# FRAGMENTO DEL DOCUMENTO:
↓↓↓
Que es lo mismo que decir la patria de la utopía, pienso yo. Él también nos dice: “Si nuestra América ha de unirse deberá unirse para la justicia”. A esta unidad él le ha llamado “la unidad sagrada”. Nos debe quedar bien claro que pueden haber otras uniones perversas, que son para la maldad. Y nos urge también este gran maestro dominicano que unamos todos nuestros esfuerzos para que nuestras vastas tierras sean la patria de la justicia universal a la que aspira toda la humanidad.

“Justicia” es ante todo un término teológico, y un término muy bíblico diría yo. Henríquez Ureña fue muchas cosas, pero una cosa que no fue es teólogo. Yo me pregunto hasta qué punto Henríquez Ureña pudo haber tenido conciencia del significado bíblico de la palabra “justicia”. Justicia, justo, juicio, justificación, todas estas palabras tienen el sentido de liberación. El Libro de los Jueces de la Biblia no trata de personas que estuvieran juzgando en un tribunal, sino que todos los que allí son llamados “jueces” son guerrilleros liberadores.

Justicia en la Biblia es liberación. Juicio Final es liberación Final o Definitiva. Así que el que nuestra América sea Patria de la justicia como ha dicho el maestro, en su sentido bíblico sería igual que decir Patria de la liberación. Y Pedro Henríquez Ureña, que fue un profeta de la justicia (y de nuestra América como futura patria de la justicia), se nos convierte ahora en un profeta de la teología de la liberación.

Me parece que ese nombre, teología de la liberación ha sido mal puesto. Se entendería mejor lo que es si se le llamara teología de la revolución. Para los obispos latinoamericanos que le dieron ese nombre la palabra revolución sería demasiado fuerte, y recurrieron a ese eufemismo que viene a decir lo mismo. Pero si a esa teología le llamáramos “de la revolución” nadie preguntaría qué es, pues todos entienden la palabra revolución, lo mismo los que están a favor de ella como los que están en contra. Ni nadie preguntaría por qué los papas Juan Pablo II y Benedicto XVI estuvieron contra esta teología, cuando todo mundo sabe que estos dos papas estuvieron en contra de toda revolución.

Esta teología es la verdadera teología del Evangelio, que fue un Evangelio de liberación. La palabra Evangelio no quiere decir evangelio. En primer lugar, no es una palabra en español sino es una palabra griega y quiere decir “Buena noticia”. El sentido que le dio Jesús fue el de buena noticia para los pobres, y noticia -para los pobres- de su liberación. Lo cual es lo mismo que decir revolución.
↑↑↑
Datos de etiquetado por coordenadas:
↓↓↓
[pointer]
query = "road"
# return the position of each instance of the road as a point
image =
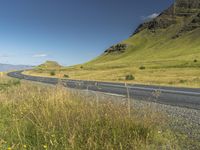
(182, 97)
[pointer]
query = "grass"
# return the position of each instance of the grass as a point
(167, 61)
(55, 118)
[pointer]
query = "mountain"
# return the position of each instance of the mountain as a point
(172, 38)
(164, 50)
(7, 67)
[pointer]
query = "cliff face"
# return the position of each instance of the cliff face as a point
(187, 7)
(186, 12)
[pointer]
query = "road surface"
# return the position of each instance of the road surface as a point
(182, 97)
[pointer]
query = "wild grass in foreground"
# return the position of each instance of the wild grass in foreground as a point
(40, 117)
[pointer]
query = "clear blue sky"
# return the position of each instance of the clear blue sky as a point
(68, 31)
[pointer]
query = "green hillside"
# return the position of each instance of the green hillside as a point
(165, 50)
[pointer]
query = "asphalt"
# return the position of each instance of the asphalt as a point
(182, 97)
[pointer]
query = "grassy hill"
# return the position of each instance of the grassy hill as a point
(165, 50)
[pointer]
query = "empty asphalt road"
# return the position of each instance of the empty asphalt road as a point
(182, 97)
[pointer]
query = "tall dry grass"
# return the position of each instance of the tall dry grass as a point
(55, 118)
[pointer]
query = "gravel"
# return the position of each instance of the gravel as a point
(184, 122)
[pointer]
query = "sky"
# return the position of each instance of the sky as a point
(68, 31)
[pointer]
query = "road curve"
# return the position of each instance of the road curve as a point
(182, 97)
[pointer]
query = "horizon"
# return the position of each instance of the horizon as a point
(33, 32)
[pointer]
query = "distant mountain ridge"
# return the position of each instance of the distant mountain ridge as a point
(8, 67)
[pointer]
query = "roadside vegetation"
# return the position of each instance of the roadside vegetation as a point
(34, 116)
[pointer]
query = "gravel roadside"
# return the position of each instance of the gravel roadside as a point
(184, 122)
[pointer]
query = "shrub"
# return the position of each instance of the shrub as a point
(130, 77)
(142, 67)
(66, 76)
(52, 73)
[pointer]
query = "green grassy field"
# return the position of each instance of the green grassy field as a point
(54, 118)
(165, 61)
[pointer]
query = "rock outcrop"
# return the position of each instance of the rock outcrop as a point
(187, 10)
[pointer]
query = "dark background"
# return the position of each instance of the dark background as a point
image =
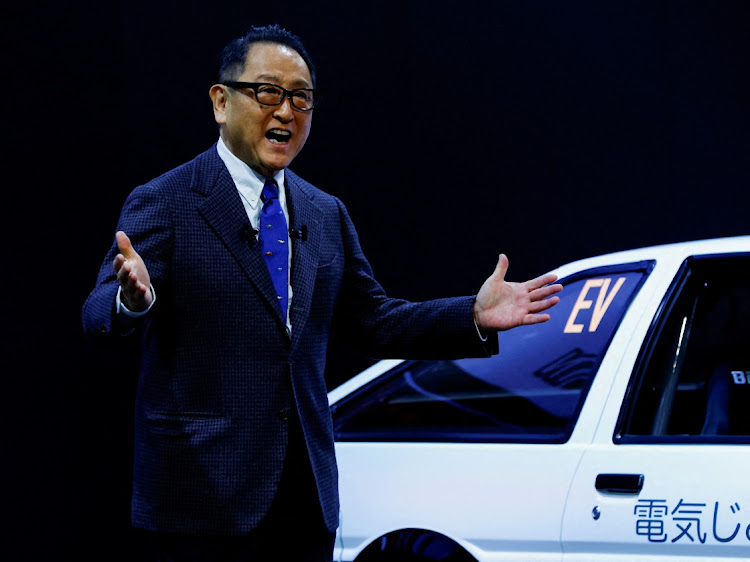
(548, 130)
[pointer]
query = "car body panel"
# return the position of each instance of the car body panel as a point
(536, 501)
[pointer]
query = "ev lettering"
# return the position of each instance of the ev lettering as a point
(603, 300)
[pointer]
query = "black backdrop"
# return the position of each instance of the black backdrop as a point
(547, 130)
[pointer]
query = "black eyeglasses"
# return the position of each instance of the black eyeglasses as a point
(303, 99)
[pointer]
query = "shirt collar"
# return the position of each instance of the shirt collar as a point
(248, 181)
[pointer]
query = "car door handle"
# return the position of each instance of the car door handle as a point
(619, 483)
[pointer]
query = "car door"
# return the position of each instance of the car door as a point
(668, 474)
(483, 450)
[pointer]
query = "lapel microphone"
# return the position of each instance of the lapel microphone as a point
(249, 235)
(299, 233)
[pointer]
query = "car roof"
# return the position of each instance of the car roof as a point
(664, 254)
(677, 251)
↑↑↑
# ENUNCIADO DEL EJERCICIO:
Transcriba del texto sobre Henríquez Ureña todo lo que va desde "Me parece que" hasta "de toda revolución.", sustituyendo "eufemismo" por "circunloquio".

# EJERCICIO RESUELTO:
Me parece que ese nombre, teología de la liberación ha sido mal puesto. Se entendería mejor lo que es si se le llamara teología de la revolución. Para los obispos latinoamericanos que le dieron ese nombre la palabra revolución sería demasiado fuerte, y recurrieron a ese circunloquio que viene a decir lo mismo. Pero si a esa teología le llamáramos “de la revolución” nadie preguntaría qué es, pues todos entienden la palabra revolución, lo mismo los que están a favor de ella como los que están en contra. Ni nadie preguntaría por qué los papas Juan Pablo II y Benedicto XVI estuvieron contra esta teología, cuando todo mundo sabe que estos dos papas estuvieron en contra de toda revolución.